### Podany tekst

= = = = = = =

Skocz do zawartości

Zakup Outback 2010 - 2.0 diesel - 150KM


kstefanekus

Rekomendowane odpowiedzi

 

 

To prawda. Jadąc według podpowiedzi komputera można zarżnąć silnik. Przy 1800 sugeruje zmianę biegu na wyższy. Moim zdaniem ewidentny błąd.

Bo to miało być tak:

-moda na eco driving, a po 100k km nowe auto (jeżdżąc jak podpowiada komputer można zaoszczędzić na turbinie  ;) , za to dostać nerwicy)

Odnośnik do komentarza
Udostępnij na innych stronach

  • 4 miesiące temu...

W kwestii SBD OBK...

 

 

Sam jestem uzytkownikiem tego pojazdu od czerwca 2014 (pojazd od 1 wlasciciela znajomego ojca lat 65)

Przebieg przy zakupie 74k.

Serwisowany jedynie w ASO Zdanowicz (poprzedni przegląd ASO 75k)

Obecnie przebieg 88k 

 

Zalety:

 

-Naped, przeswit, precyzja w jezdzie, wygoda foteli (1590 km ciurkiem i jest ok ;))

 

 

Wady:

 

Technicznie w porównaniu do poprzednich pojazdów jakie miałem Subaru to niestety porażka, a zdaje sobie sprawę że to nie spotkało mnie jeszcze żadne ekstremum z typu problemy z pekającym wałem...

 

Dlaczego?

 

 

Poniżej w ciagu 4mcy moje naprawy:

 

Po 1 mcu czujniki cofania

 Naprawione w ASO problemprzerwanej wiazki zasilajacej do centralki (zbieg okolicznosci)

 

Po 2 mcach przed wyjazdem na wakacje swiece żarowe. 

 DRAMAT wymiana trwała 4 dni bo okazały sie tak zapieczone, że o mały włos nie musielibysmy głowicy ściagać!!! Naprawione poza ASO bo Zdanowicz "zapisy miał za tydzień" w dodatku nie dawał gwarancji, że głowicy nie trzeba będzie regenerowac jak ukręcą którąkolwiek ze świec... (nota bene co za kretyn projektant wymyślił stalowe elementy wkrecać w aluminiowy blok). Po wymianie zakonczonej sukcesem wybrałem sie do ASO z zapytaniem czy w ich checkliscie nie ma sprawdzania stanu świec żarowych powiedzmy co 30 tys... odpowiedx oszałamiajaca: Nie sprawdzamy je tylko na komputerze.... Pokazałem swoją świece a Pan z rozbrajającym uśmiechem dodał że szkoda że u nich nie robiłem bo miałbym gwarancje na wymianę :)... brak słów

 

Po 3mcach ... zweryfikowana Maglownica do regeneracji bo tłucze się skrecajac prawo lewo. Koszt w ASO nawet nie pytam... Poza ASO regeneracja 1000, samochód odstawiony na 3 dni.

= = = = = = =

(Pozycje zbioru danych)
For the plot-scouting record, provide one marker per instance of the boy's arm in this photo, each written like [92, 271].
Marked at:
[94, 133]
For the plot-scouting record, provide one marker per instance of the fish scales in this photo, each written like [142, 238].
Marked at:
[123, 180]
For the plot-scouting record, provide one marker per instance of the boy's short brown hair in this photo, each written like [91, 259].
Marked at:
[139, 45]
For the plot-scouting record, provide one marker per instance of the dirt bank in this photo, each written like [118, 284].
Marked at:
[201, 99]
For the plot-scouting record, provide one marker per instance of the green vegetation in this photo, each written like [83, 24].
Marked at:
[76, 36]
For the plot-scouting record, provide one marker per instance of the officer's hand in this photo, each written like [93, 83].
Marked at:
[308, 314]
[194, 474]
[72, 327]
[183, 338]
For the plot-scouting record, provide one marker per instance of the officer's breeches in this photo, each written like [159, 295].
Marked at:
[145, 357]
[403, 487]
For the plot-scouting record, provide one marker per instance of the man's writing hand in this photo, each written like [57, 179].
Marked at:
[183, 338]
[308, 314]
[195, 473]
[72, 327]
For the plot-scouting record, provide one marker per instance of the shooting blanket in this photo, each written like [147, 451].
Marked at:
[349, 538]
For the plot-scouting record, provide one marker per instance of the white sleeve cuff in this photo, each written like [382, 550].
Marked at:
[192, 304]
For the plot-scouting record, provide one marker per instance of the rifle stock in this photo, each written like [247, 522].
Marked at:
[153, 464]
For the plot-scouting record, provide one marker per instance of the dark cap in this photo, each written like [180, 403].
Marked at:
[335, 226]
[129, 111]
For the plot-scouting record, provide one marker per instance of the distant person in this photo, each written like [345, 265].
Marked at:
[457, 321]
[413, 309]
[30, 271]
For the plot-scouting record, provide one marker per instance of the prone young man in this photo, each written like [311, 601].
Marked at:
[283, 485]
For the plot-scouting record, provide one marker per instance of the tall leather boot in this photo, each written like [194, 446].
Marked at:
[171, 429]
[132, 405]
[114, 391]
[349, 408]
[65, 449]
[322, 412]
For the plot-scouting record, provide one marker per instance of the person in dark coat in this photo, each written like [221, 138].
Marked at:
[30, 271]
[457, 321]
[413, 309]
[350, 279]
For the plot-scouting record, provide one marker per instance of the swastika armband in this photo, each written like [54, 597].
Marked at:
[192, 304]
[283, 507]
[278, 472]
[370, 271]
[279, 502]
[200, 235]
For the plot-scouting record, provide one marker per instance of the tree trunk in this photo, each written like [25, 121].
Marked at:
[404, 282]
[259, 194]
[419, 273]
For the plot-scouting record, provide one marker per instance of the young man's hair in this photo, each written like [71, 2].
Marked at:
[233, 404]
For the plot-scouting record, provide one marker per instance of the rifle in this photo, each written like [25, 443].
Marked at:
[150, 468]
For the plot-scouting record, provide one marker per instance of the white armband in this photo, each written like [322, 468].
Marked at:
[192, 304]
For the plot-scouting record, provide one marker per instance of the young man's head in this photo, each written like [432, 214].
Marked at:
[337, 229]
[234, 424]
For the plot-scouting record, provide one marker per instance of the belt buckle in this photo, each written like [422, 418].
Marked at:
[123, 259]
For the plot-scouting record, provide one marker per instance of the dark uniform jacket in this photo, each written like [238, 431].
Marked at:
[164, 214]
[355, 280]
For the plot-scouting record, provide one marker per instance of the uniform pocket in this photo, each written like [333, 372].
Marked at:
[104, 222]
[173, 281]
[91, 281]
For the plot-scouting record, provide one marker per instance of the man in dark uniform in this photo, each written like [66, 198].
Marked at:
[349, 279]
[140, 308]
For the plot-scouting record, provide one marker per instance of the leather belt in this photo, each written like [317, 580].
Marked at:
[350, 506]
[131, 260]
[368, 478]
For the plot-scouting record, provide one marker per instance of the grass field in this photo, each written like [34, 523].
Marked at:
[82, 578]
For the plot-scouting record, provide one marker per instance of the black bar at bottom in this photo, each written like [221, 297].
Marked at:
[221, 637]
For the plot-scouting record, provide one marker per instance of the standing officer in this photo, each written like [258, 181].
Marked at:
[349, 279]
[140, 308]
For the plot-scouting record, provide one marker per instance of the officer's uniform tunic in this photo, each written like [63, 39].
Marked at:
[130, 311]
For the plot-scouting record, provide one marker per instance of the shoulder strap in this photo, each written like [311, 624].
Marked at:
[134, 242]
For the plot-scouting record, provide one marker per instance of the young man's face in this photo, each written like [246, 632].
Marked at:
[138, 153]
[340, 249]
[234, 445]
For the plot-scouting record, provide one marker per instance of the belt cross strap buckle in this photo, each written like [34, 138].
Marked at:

= = = = = = =

### Szczegóły zadania
Ile dni, według podanego tekstu, trwała wymiana świec żarowych?

### Wynik zadania
Wymiana świec żarowych trwała 4 dni.